▸ **Bacaan**
######
Dalam perjalanan sejarahnya, pura ini memang dibangun untuk menghormati Dewi Padi, yakni Dewi Kesuburan yang lebih dikenal di Bali dengan sebutan Dewi Sri. Pembuatan pura ini juga menunjukkan upaya-upaya yang dilakukan oleh raja Tabanan dalam pertanian saat itu tidak hanya sebatas sekala, juga niskala.

Di kalangan krama pengempon, pura ini juga sering disebutkan sebagai Pura Batu Lumbung. Dilihat dari lokasi pura ini, Pura Batu Lumbung letaknya sangat agung. Inilah yang menyebabkan mengapa pura ini tampak begitu anggun dari kejauhan. Karena letaknya di puncak pegunungan, sehingga menuju pura ini perlu mendaki gunung atau naik sepeda motor tetapi harus ekstra hati-hati, sebab jalan yang bakal dilalui cukup terjal.

Pemerintahan Tabanan memang berbaik hati. Agar umat tidak susah-susah tangkil ke Pura Ulun Siwi, kini sudah dibuatkan jalan cukup lebar yang kelak nantinya bisa dilalui berbagai jenis kendaraan. Jalan tembus itu panjangnya sekitar 4 km dari Desa Adat Soka, tentu saja jarak yang cukup panjang yang harus dilalui dengan pejalan kami.

Jika kita melihat secara fisik bangunan pura ini, memang tampak sangat memprihatinkan. Sekalipun statusnya sebagai Pura Dang Khayangan, kelihatan sekali pura ini kurang terururs. Walaupun begitu semua ini tidak mengurangi pancaran magis yang dikeluarkan. Justru dengan kondisi sekarang ini, Pura Batu Lumbung tampak lebih medengen. Begitu juga pancaran spritualnya juga sangat tinggi, karena letaknya yang memang sepi, jauh dari keramaian kota dan desingan kendaraan.

"Bangunan pura ini sudah sepertinya direnovasi, aar kelihatan lebih bersih dan teratur" ungkap Jero Mangku I Wayan Sunadi dalam perbincangannya dengan Mingguan Baliaga saat tangkil ke Pura Batu Lumbung ini. Menurut juru sepuh pura, kondisi bangunan pura saat ini masih mendingan dibandingkan dengan dulu. Semua ini karena kepedulian krama pengungsung pura.

Dulu, pura ini sepertinya tidak ada yang mengurus, sekarang sudah lebih bersih, Parahyangannya sudah mulai ditata, begitu juga palinggih yang lainnya. "Walaupun begitu masih banyak bangunan palinggih yang memerlukan perbaikan," katanya menambahkan. Seluruh perbaikan pura ini dilakukan secara gotong royong oleh krama penyungsung, maupun mereka yang pernah tangkil ke Pura Ulun Siwi ini.
######
▸ **Masukan Soal**
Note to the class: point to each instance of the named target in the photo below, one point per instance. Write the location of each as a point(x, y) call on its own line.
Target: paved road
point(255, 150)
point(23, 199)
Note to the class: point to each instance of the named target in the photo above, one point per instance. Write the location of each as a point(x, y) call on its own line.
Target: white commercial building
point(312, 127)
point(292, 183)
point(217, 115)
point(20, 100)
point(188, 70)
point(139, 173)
######
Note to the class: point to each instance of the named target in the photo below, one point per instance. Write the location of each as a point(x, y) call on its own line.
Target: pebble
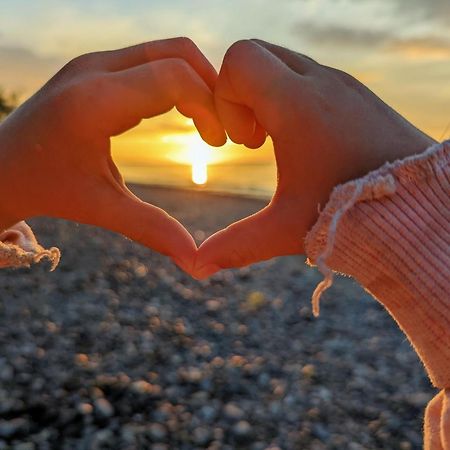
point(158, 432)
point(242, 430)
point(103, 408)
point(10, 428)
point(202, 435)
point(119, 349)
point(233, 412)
######
▸ **Soal Latihan**
(A) Menurut bacaan tentang pura ini, pura tersebut dibangun untuk menghormati siapa?
(B) Masukkan bagian daftar dari baris yang memuat "photo above, one" sampai baris yang memuat "point(139, 173)" ke dalam tabel Markdown dengan kolom No. dan Isi Baris, tanpa baris kosong.
Bacaan dan daftar di atas adalah bahan yang terpisah satu sama lain.

▸ **Jawaban per Soal**
(A) Dewi Padi, yakni Dewi Kesuburan yang di Bali dikenal dengan sebutan Dewi Sri.

(B)
| No. | Isi Baris |
|---|---|
| 1 | Note to the class: point to each instance of the named target in the photo above, one point per instance. Write the location of each as a point(x, y) call on its own line. |
| 2 | Target: white commercial building |
| 3 | point(312, 127) |
| 4 | point(292, 183) |
| 5 | point(217, 115) |
| 6 | point(20, 100) |
| 7 | point(188, 70) |
| 8 | point(139, 173) |